# Anweisung
Ändere den Abschnitt, der mit der Zeile beginnt, die „Can you find the white ceiling“ enthält, und mit der letzten Zeile endet, indem du „white ceiling“ durch „plain ceiling“ ersetzt. Gib nur diese Zeilen wieder aus und lass alles andere unverändert.

Datensätze

━━━━━━━━━━

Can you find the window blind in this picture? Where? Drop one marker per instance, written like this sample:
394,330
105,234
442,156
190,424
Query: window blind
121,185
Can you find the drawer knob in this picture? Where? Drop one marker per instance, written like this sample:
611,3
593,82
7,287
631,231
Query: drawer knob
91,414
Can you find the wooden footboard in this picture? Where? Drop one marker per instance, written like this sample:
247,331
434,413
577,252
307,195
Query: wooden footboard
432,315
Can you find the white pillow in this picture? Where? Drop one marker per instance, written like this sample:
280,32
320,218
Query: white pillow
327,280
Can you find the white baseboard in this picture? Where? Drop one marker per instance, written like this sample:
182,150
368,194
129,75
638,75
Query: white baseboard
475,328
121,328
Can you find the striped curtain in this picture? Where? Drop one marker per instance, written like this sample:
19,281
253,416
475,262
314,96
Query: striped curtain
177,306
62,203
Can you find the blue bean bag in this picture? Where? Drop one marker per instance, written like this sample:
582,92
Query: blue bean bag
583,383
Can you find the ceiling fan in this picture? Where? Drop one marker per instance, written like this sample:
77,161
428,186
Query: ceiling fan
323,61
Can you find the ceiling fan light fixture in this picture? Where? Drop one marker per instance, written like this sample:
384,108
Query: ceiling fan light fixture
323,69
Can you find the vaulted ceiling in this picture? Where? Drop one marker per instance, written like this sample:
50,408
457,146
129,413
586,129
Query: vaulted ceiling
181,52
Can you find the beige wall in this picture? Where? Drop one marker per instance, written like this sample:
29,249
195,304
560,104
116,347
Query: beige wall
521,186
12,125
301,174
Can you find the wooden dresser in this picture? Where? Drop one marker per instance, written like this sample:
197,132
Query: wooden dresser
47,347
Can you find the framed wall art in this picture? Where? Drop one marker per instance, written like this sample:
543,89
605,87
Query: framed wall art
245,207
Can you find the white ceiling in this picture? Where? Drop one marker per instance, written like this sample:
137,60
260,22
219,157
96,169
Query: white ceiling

━━━━━━━━━━

# Richtige Antwort
Can you find the plain ceiling in this picture? Where? Drop one marker per instance, written like this sample:
137,60
260,22
219,157
96,169
Query: plain ceiling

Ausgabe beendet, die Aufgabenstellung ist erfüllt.